-- Start EXTRACT PROVIDED --

You cannot simply update linux system tcp parameters and expect nfs to 
work well performance-wise over the wan.  The NFS server does not use 
system tcp parameters.  This is a long standing issue.  A patch was 
originally added in 2.6.30 that enabled NFS to use linux tcp buffer 
autotuning, which would resolve the issue, but a regression was reported 
(http://thread.gmane.org/gmane.linux.kernel/826598 ) and so they removed 
the patch.

Maybe its time to rethink allowing users to manually set linux nfs 
server tcp buffer sizes?  Years have passed on this subject and people 
are still waiting.  Good performance over the wan will require manually 
setting tcp buffer sizes.  As mentioned in the regression thread, 
autotuning can reduce performance by up to 10%.  Here is a patch 
(slightly outdated) that creates 2 sysctls that allow users to manually 
to set NFS TCP buffer sizes.  The first link also has a fair amount of 
background information on the subject.
http://www.spinics.net/lists/linux-nfs/msg01338.html
http://www.spinics.net/lists/linux-nfs/msg01339.html

Dean


Wu Fengguang wrote:
> On Wed, Mar 03, 2010 at 02:42:19AM +0800, Trond Myklebust wrote:
>   
>> On Tue, 2010-03-02 at 12:33 -0500, John Stoffel wrote: 
>>     
>>>>>>>> "Trond" == Trond Myklebust <Trond.Myklebust@...app.com> writes:
>>>>>>>>                 
>>> Trond> On Tue, 2010-03-02 at 11:10 +0800, Wu Fengguang wrote: 
>>>       
>>>>> Dave,
>>>>>
>>>>> Here is one more test on a big ext4 disk file:
>>>>>
>>>>> 16k	39.7 MB/s
>>>>> 32k	54.3 MB/s
>>>>> 64k	63.6 MB/s
>>>>> 128k	72.6 MB/s
>>>>> 256k	71.7 MB/s
>>>>> rsize ==> 512k  71.7 MB/s
>>>>> 1024k	72.2 MB/s
>>>>> 2048k	71.0 MB/s
>>>>> 4096k	73.0 MB/s
>>>>> 8192k	74.3 MB/s
>>>>> 16384k	74.5 MB/s
>>>>>
>>>>> It shows that >=128k client side readahead is enough for single disk
>>>>> case :) As for RAID configurations, I guess big server side readahead
>>>>> should be enough.

-- End EXTRACT PROVIDED --
-- Start DATA EXCERPT --

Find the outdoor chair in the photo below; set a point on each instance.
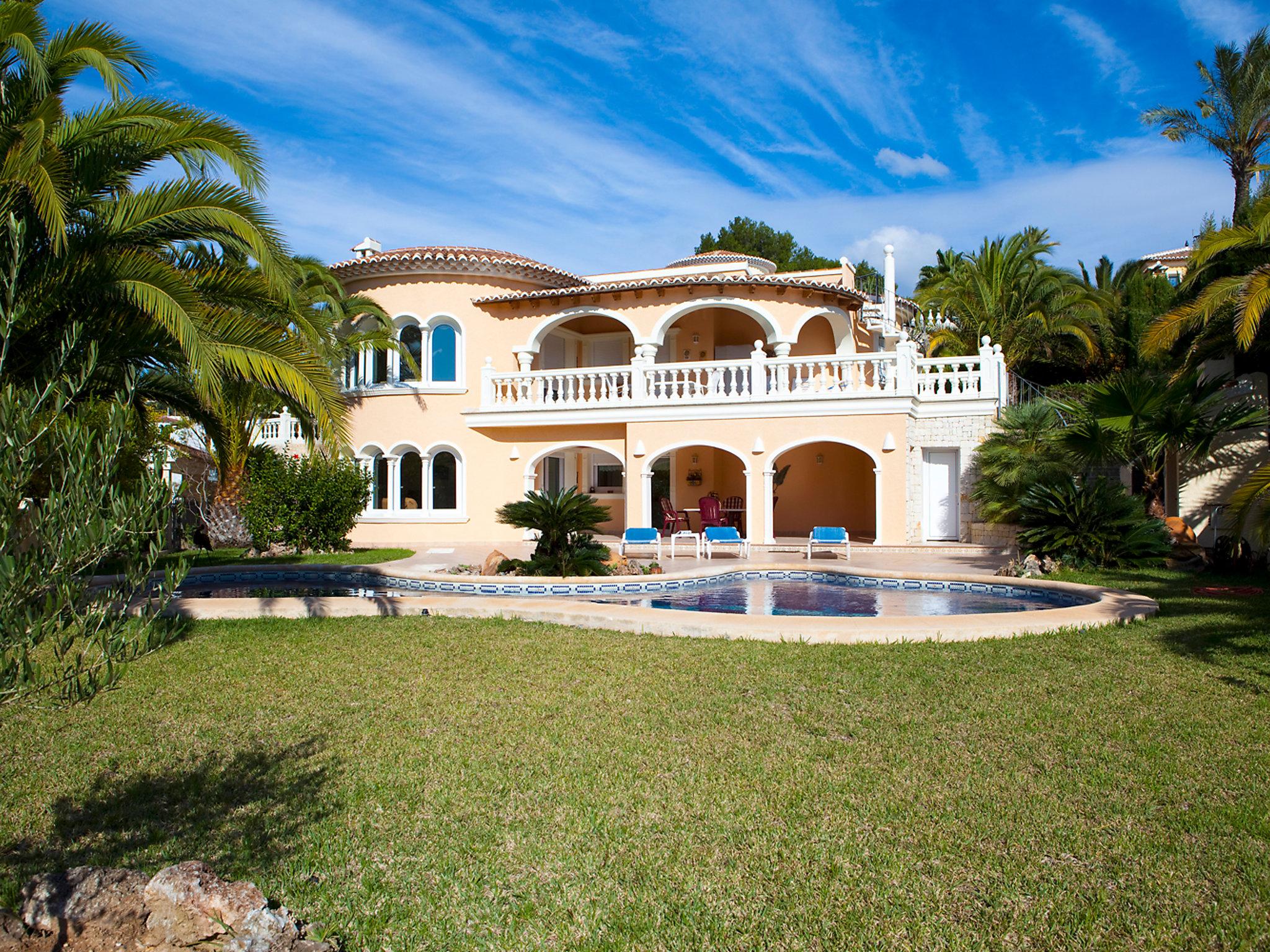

-- End DATA EXCERPT --

Continue the email about NFS performance over the WAN from the point where it stops.

>>>>>           
>>> Trond> There are lots of people who would like to use NFS on their
>>> Trond> company WAN, where you typically have high bandwidths (up to
>>> Trond> 10GigE), but often a high latency too (due to geographical
>>> Trond> dispersion).  My ping latency from here to a typical server in
>>> Trond> NetApp's Bangalore office is ~ 312ms. I read your test results
>>> Trond> with 10ms delays, but have you tested with higher than that?
>>>
>>> If you have that high a latency, the low level TCP protocol is going
>>> to kill your performance before you get to the NFS level.  You really
>>> need to open up the TCP window size at that point.  And it only gets
>>> worse as the bandwidth goes up too.  
>>>       
>> Yes. You need to open the TCP window in addition to reading ahead
>> aggressively.
>>     
>
> I only get ~10MB/s throughput with following settings.
>
> # huge NFS ra size
> echo 89512 > /sys/devices/virtual/bdi/0:15/read_ahead_kb        
>
> # on both sides
> /sbin/tc qdisc add dev eth0 root netem delay 200ms              
>
> net.core.rmem_max = 873800000
> net.core.wmem_max = 655360000
> net.ipv4.tcp_rmem = 8192 87380000 873800000
> net.ipv4.tcp_wmem = 4096 65536000 655360000
>
> Did I miss something?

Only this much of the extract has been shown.